→ Brief 1
What does the DocBook-to-PDF write-up say MoinMoin needs in order to run?
* * * * * * * * *
Docbook to PDF for MoinMoin wiki

MoinMoin is a wiki engine that I frequently use and recommend, mostly because it is so easy to set up. It requires Python and that’s it – a simple web server is built-in, and it uses regular files to store data.

There are a couple of downsides to wikis, however:

  • Web access is needed to read the content.
  • If issued as a reference (e.g. standards document), the content might change at any time.

Fortunately, Moin supports rendering wiki pages in DocBook format, which can be transformed into PDF documents. After a few hours in the wee hours of the morning, I cobbled together a set of scripts and XSL transformations that generated reasonable looking PDF versions of the wiki content.

The basic steps:

  1. Perl script crawls (using wget) the wiki, looking for pages to include in the PDF.
  2. Run the pages that we want to keep through an XSLT process to convert each individual Docbook <article> into a <chapter> instead.
  3. Concatenate all the modified Docbook instances into a Docbook <book>.
  4. Run dblatex, an open source tool, that will convert Docbook instances into PDFs.
* * * * * * * * *
→ Brief 2
Rewrite every line of the entries below, requests included. Multiply each point coordinate in their answers by 2.05 and round to whole numbers, halves up. Leave the numbers in the requests and their format samples unchanged.

→ Source data
* * * * * * * * *
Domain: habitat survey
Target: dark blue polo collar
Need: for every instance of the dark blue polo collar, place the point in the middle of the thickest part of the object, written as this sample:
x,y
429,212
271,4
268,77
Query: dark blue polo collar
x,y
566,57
* * * * * * * * *
→ Full answer 1
It requires only Python.

→ Full answer 2
Domain: habitat survey
Target: dark blue polo collar
Need: for every instance of the dark blue polo collar, place the point in the middle of the thickest part of the object, written as this sample:
x,y
429,212
271,4
268,77
Query: dark blue polo collar
x,y
1160,117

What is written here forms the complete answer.